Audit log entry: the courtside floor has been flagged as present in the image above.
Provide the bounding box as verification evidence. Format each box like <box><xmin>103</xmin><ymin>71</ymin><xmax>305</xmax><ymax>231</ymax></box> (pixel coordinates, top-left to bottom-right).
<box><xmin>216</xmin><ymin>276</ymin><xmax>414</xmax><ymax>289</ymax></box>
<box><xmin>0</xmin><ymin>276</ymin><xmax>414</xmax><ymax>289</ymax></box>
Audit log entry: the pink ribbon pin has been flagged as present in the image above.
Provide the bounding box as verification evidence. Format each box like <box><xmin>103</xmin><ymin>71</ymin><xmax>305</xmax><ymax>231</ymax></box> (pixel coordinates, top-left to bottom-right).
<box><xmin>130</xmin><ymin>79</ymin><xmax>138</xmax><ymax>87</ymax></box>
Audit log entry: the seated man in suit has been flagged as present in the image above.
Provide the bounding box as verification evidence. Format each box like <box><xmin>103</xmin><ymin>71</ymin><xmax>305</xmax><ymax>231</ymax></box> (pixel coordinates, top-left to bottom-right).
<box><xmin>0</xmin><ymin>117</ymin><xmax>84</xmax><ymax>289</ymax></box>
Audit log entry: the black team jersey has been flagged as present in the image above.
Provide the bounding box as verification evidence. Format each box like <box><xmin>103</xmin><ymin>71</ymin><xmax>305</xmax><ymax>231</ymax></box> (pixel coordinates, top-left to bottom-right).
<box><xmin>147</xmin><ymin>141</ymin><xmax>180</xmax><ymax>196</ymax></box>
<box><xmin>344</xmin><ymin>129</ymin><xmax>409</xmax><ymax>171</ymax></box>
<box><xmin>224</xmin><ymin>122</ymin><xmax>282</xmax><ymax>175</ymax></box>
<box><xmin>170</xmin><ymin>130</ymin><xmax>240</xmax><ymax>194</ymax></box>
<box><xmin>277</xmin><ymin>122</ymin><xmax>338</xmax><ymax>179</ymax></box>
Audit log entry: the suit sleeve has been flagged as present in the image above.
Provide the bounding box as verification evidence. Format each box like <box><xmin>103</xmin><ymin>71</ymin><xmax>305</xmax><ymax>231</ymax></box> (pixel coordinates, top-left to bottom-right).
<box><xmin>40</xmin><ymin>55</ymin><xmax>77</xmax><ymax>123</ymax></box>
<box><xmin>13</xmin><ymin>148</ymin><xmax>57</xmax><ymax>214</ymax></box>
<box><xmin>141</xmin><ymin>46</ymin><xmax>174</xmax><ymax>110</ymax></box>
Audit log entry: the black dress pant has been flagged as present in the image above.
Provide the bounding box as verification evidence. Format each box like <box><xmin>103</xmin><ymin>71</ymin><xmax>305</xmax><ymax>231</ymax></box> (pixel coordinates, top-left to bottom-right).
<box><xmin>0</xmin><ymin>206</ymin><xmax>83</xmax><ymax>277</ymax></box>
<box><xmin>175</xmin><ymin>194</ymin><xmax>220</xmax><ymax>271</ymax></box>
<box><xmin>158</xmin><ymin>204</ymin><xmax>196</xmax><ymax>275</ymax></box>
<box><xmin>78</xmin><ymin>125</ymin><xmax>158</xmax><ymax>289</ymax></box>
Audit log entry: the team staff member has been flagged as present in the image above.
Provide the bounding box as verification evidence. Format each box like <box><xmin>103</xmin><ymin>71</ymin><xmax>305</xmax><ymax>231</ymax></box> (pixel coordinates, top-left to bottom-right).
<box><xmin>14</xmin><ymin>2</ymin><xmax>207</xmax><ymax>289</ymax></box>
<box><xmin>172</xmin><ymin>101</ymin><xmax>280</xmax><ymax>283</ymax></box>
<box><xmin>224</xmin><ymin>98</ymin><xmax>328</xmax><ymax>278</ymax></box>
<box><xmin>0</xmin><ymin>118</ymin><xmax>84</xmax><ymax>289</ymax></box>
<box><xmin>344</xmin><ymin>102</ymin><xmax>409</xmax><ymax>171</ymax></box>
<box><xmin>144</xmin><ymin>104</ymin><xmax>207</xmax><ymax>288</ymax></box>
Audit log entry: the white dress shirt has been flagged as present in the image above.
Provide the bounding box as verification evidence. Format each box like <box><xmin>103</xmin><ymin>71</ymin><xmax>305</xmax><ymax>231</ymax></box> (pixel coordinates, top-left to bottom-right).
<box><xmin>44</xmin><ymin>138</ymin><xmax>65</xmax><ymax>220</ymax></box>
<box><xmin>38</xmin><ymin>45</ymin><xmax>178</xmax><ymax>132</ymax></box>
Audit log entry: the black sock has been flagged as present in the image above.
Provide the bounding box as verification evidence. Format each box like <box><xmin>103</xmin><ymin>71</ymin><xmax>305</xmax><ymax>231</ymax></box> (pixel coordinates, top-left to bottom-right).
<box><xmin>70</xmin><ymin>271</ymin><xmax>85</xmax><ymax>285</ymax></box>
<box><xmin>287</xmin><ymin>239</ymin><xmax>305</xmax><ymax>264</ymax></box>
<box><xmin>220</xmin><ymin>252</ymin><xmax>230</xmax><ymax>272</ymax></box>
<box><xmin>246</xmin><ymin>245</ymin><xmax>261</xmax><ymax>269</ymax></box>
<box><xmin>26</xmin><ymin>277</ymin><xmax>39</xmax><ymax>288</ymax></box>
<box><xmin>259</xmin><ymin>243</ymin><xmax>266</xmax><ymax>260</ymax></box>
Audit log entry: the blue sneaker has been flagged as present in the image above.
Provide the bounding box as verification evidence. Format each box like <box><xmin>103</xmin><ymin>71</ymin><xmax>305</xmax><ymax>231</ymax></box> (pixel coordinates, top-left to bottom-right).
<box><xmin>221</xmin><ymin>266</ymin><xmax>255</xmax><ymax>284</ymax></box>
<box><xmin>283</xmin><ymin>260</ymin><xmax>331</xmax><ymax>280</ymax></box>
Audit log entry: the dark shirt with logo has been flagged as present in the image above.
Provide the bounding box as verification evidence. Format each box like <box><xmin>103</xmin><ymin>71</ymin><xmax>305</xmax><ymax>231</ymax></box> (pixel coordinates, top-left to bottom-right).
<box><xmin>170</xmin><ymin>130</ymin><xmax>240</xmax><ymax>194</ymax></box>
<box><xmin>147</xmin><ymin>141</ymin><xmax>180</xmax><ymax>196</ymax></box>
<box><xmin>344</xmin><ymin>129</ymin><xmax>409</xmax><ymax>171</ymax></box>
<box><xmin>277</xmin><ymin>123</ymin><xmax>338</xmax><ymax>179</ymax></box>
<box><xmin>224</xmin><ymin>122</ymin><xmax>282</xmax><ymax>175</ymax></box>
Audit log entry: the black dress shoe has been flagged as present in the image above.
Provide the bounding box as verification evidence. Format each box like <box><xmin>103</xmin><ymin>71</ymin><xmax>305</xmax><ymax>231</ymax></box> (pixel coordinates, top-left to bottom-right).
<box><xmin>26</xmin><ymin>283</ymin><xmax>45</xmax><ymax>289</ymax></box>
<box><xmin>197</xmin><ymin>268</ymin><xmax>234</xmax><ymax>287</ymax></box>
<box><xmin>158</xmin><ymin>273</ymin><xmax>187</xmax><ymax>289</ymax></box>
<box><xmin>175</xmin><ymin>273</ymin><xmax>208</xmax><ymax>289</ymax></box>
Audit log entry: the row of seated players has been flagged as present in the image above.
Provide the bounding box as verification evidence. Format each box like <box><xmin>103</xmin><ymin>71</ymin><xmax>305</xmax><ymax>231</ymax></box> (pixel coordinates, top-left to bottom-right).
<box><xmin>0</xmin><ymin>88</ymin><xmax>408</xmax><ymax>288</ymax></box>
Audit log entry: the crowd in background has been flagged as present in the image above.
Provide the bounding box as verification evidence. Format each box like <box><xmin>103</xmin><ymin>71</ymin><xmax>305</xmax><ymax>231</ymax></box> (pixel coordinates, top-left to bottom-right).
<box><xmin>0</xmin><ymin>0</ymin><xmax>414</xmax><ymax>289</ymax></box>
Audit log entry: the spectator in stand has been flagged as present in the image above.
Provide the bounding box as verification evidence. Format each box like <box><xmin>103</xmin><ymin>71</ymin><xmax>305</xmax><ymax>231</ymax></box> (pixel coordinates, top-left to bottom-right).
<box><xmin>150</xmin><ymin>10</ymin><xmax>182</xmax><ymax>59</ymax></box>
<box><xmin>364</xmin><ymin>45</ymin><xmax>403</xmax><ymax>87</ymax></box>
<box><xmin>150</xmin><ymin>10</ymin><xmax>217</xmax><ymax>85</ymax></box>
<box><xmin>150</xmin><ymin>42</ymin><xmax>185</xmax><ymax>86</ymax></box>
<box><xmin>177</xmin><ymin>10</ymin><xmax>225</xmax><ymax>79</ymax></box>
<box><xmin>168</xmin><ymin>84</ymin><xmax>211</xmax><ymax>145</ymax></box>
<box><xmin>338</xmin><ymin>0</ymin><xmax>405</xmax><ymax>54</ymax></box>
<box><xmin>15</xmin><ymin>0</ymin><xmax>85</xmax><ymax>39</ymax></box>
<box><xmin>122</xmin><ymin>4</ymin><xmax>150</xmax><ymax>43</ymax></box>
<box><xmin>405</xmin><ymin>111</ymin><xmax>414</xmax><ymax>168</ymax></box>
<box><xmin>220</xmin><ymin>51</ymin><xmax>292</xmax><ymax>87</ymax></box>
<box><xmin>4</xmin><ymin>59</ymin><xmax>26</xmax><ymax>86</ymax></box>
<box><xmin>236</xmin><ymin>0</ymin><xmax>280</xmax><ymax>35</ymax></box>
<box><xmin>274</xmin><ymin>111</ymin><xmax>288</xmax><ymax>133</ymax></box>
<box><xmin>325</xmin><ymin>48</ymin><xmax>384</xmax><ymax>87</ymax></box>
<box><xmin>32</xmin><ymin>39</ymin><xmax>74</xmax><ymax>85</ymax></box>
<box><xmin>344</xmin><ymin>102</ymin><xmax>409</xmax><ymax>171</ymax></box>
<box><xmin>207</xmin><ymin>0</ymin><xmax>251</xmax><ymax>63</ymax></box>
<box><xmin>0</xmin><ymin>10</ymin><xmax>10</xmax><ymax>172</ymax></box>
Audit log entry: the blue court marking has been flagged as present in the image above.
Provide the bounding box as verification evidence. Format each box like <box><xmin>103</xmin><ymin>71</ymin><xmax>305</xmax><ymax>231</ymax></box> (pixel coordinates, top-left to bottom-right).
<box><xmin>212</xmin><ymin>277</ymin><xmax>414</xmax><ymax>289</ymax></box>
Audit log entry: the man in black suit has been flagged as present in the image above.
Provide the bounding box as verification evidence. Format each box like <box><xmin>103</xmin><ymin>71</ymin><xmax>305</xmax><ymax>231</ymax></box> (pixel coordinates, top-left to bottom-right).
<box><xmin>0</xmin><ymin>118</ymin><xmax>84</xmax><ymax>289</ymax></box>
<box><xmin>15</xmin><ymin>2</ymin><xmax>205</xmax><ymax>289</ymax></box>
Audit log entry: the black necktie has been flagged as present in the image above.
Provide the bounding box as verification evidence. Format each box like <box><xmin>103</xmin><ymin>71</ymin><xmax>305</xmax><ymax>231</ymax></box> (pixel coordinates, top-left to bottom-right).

## What to do
Please rewrite everything from the line containing "Audit log entry: the black necktie" down to the end of the records, replacing "necktie" with "tie" and keeping every other word the same.

## Reply to the task
Audit log entry: the black tie has been flagged as present in the image above.
Provide the bounding box as verification evidence. Format each box like <box><xmin>103</xmin><ymin>71</ymin><xmax>305</xmax><ymax>231</ymax></box> (pixel coordinates, top-left to bottom-right).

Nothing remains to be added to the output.